Give back an exact copy of the lines in the records below, from the line that has "[[32, 82], [78, 8], [61, 56], [16, 5]]" through the line that has "[[62, 78], [28, 3]]", and nothing besides.

▬▬▬▬▬▬

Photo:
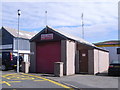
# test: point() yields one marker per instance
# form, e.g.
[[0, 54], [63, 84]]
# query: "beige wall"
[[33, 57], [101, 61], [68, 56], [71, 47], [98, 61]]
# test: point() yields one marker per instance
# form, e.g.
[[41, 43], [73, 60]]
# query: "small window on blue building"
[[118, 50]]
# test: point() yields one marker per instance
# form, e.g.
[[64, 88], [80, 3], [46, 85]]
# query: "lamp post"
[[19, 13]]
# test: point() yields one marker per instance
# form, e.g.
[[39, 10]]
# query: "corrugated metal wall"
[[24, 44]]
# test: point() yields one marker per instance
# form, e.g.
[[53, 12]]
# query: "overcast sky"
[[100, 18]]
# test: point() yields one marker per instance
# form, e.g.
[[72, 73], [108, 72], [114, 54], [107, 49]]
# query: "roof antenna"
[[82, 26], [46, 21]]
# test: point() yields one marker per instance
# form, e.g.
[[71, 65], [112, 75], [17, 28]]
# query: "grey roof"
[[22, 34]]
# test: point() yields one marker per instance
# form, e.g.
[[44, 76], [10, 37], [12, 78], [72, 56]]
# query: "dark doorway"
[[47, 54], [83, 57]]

▬▬▬▬▬▬

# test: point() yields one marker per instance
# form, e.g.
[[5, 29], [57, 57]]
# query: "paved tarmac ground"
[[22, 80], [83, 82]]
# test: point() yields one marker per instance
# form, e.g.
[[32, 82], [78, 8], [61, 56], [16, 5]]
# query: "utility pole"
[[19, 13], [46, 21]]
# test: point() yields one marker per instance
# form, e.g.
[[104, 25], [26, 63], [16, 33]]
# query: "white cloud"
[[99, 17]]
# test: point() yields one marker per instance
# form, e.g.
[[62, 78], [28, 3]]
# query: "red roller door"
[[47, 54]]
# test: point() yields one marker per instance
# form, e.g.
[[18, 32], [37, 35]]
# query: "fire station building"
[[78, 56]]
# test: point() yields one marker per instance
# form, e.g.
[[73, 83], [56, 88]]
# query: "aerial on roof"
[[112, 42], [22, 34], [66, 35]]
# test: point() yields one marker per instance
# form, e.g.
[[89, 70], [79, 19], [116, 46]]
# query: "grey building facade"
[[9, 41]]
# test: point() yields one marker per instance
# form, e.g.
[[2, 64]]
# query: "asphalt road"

▬▬▬▬▬▬

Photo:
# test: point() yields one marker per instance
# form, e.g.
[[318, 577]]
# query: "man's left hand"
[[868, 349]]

▬▬▬▬▬▬

ANSWER
[[32, 82], [78, 8], [61, 56], [16, 5]]
# query: "utility pole"
[[19, 13], [46, 21]]
# test: point() yields one marker per instance
# form, e.g.
[[104, 25], [26, 63], [16, 33]]
# query: "white cloud"
[[99, 17]]
# test: point() yields one marker per instance
# form, e.g.
[[62, 78], [28, 3]]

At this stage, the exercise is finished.